***** TASK DATA

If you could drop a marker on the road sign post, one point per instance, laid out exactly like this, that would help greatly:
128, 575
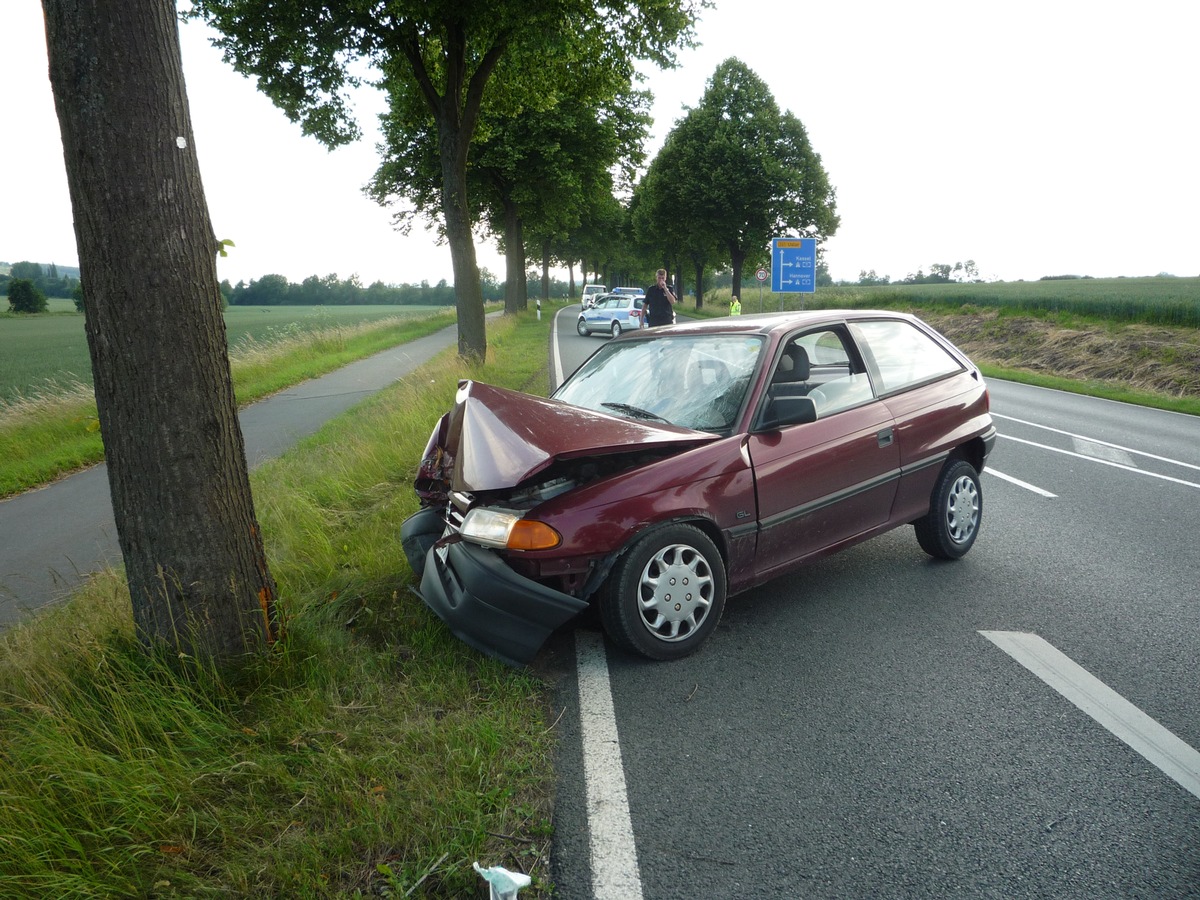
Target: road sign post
793, 265
761, 275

**********

**WHAT YOU SHOULD DO**
Rewrite the records, replacing each "road sign post" with "signpost" and keeping everything else the same. Leave the pictures out.

**FINISHED TASK**
If you could drop a marker on the signpost, one point per instance, laid out exactly like this, that would help greatly:
128, 575
Target: signpost
793, 265
761, 275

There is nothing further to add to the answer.